> _Task to carry out_: Return the data below verbatim, keeping every line as it appears.
-- start Information provided --
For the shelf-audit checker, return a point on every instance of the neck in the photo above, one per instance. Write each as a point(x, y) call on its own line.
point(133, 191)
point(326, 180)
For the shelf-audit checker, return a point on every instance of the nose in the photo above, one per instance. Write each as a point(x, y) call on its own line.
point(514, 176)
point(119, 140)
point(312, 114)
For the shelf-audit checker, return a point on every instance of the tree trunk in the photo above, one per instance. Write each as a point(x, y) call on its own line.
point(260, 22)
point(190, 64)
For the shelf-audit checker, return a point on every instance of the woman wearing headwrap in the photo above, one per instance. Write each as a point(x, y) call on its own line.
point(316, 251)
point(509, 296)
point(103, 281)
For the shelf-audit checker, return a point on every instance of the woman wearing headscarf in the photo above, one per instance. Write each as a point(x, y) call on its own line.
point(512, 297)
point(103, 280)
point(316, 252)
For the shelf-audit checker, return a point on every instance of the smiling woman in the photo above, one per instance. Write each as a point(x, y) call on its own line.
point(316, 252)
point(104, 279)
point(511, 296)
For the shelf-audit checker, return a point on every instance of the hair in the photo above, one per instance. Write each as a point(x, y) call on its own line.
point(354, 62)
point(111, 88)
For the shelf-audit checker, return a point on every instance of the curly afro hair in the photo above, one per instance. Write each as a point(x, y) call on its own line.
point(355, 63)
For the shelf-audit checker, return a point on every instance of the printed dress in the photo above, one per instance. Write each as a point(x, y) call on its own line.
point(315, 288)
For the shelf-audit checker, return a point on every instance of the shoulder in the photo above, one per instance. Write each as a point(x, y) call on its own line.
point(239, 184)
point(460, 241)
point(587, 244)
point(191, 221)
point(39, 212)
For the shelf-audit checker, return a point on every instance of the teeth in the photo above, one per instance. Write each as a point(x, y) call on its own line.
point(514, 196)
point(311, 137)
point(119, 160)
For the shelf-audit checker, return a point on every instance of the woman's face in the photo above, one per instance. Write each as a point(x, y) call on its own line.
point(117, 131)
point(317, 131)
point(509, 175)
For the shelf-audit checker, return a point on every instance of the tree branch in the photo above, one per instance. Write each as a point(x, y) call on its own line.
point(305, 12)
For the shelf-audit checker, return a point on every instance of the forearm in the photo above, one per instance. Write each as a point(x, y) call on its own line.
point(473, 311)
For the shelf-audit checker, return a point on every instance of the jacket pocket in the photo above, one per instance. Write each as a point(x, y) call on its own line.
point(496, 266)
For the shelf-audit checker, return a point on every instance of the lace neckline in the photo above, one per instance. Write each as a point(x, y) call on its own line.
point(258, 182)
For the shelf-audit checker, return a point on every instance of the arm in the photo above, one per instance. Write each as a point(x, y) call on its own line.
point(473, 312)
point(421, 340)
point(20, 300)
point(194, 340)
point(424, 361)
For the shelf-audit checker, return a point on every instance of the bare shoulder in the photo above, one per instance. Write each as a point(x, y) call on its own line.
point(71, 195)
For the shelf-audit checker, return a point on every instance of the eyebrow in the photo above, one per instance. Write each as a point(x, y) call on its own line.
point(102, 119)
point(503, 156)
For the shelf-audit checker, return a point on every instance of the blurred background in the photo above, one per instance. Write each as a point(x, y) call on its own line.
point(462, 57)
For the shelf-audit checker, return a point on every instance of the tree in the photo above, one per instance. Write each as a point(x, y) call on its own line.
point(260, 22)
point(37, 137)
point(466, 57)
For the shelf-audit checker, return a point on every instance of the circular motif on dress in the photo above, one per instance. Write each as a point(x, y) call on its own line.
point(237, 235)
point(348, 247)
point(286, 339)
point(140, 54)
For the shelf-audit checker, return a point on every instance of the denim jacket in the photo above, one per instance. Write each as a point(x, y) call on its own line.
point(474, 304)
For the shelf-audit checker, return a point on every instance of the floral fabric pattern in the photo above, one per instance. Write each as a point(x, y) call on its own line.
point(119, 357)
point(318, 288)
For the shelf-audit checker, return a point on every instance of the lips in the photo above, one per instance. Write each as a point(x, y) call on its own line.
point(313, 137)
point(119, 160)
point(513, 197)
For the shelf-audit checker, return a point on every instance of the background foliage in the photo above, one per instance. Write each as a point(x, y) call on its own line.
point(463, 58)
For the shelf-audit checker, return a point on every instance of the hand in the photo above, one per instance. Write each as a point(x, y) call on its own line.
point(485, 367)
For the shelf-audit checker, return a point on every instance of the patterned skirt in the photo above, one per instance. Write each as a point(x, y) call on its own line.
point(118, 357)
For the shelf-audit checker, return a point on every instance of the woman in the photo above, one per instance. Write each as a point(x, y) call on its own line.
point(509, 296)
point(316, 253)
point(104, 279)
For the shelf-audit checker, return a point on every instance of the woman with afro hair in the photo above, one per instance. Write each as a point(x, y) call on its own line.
-- end Information provided --
> _Answer to this problem_:
For the shelf-audit checker, return a point on every instance of the neck in the photo above, one per instance. Write each as a point(x, y) call on its own line.
point(133, 191)
point(326, 180)
For the shelf-audit checker, return a point on every instance of the nose in the photo above, one per instance. Write each as a point(x, y) call on its own line.
point(514, 176)
point(119, 140)
point(312, 114)
For the shelf-audit checker, return a point on every instance of the tree trunk in the photo above, one per instance. Write each as a point(x, y) call on its own line.
point(260, 22)
point(190, 64)
For the shelf-audit checker, return a point on every instance of the woman wearing headwrap in the photo above, one per instance. Write each as a point(x, y) call on its own line.
point(316, 251)
point(509, 296)
point(103, 281)
For the shelf-audit checker, return a point on every instance of the woman wearing headscarf in the photo above, one per instance. Write each as a point(x, y) call on its own line.
point(512, 297)
point(103, 280)
point(316, 252)
For the shelf-audit checker, return a point on every instance of the smiling woman in the photo above, one per instance. Write each as a point(x, y) call on its own line.
point(316, 252)
point(104, 279)
point(511, 296)
For the shelf-audit checker, return a point on every instance of the hair in the photo above, one per instance. Write each as a point(x, y) call on its own line.
point(354, 62)
point(111, 88)
For the shelf-audit checker, return a point on every instance of the curly afro hair in the photo above, one per instance. Write each as a point(x, y) call on its own line.
point(355, 63)
For the shelf-audit checker, return a point on every instance of the printed dress in the photo above, one per instance. Write each as a point(x, y) call on its own line.
point(315, 288)
For the shelf-audit checker, return a point on every instance of the shoulder in the photo above, one per instance. Write each as a point(x, y) call on its own line.
point(239, 184)
point(460, 241)
point(587, 244)
point(191, 221)
point(39, 212)
For the shelf-audit checker, return a point on every instance of the teeth in the photo above, one per instance. Write each as a point(x, y) call on its own line.
point(514, 196)
point(311, 137)
point(119, 160)
For the shelf-audit checker, return a point on every instance of the woman's face in the photo above, one per instance. Write each as a point(x, y) call on its own line.
point(117, 131)
point(317, 131)
point(509, 175)
For the shelf-audit checker, return a point on every instance of the tree branch in the photo above, one per instance. Write each as a point(x, y) call on its own line.
point(305, 12)
For the shelf-audit checker, return a point on every instance of the forearm in the photo above, one per instance. Write each as a point(x, y) call on its own line.
point(473, 311)
For the shelf-audit checker, return a point on every instance of the jacket pocket in the photo above, one per instance. Write each as a point(x, y) call on its own line.
point(496, 266)
For the shelf-audit checker, return a point on every instance of the lace neckline in the photo above, one per instance. Write each as a point(x, y) call on its own line.
point(258, 182)
For the shelf-audit checker, return a point on every instance of the arm in the photo above, one per instance. Write each as a point(x, y) call on its own line.
point(473, 312)
point(421, 340)
point(20, 300)
point(194, 340)
point(424, 361)
For the shelf-audit checker, return a point on every instance of the bare shoulder in the photo above, one per instance. Write each as a point(x, y) call on its own line.
point(71, 195)
For the shelf-audit checker, return a point on every instance of the eyebrow in the photo above, one per instance. Write each as a point(x, y) call on its own line.
point(102, 119)
point(503, 156)
For the shelf-audit checker, return a point on every instance of the blurred background in the photo above, one per instance. Write each as a point(x, y) call on its own line.
point(462, 57)
For the shelf-audit checker, return a point on every instance of the tree in the photo above, one per instance. Write each as a point(x, y) call on its own line.
point(260, 22)
point(37, 137)
point(466, 57)
For the shelf-audit checker, return a point on every instance of the circular motif on dress in the photo above, one per instance. Write each as a point(x, y) call on its own line.
point(237, 235)
point(348, 247)
point(286, 339)
point(140, 54)
For the shelf-audit checker, return a point on every instance of the denim jacket in the photo above, one per instance. Write each as a point(x, y) call on its own line.
point(474, 304)
For the shelf-audit checker, return a point on every instance of the floral fabric pattern in the photo above, one per instance. Write each as a point(x, y) call on its own line.
point(119, 357)
point(318, 288)
For the shelf-audit checker, return a point on every instance of the lips in the photo above, one per instance. Write each as a point(x, y) call on its own line.
point(313, 137)
point(119, 160)
point(513, 197)
For the shelf-audit checker, return a point on every instance of the background foliage in the photo above, one per instance. Write each as a point(x, y) call on its own line.
point(463, 58)
For the shelf-audit checker, return a point on every instance of the hand in the photo above, one per instance. Write each as a point(x, y) call on its own line.
point(485, 367)
For the shelf-audit checker, return a point on every instance of the patterned skirt in the photo above, one per instance. Write each as a point(x, y) call on its own line.
point(118, 357)
For the shelf-audit checker, return a point on every instance of the woman in the photo above, one per instance. Write each as a point(x, y) call on its own line.
point(509, 296)
point(316, 253)
point(104, 279)
For the shelf-audit checker, return a point on every instance of the woman with afro hair in the photo above, one per instance. Write each as a point(x, y) call on its own line.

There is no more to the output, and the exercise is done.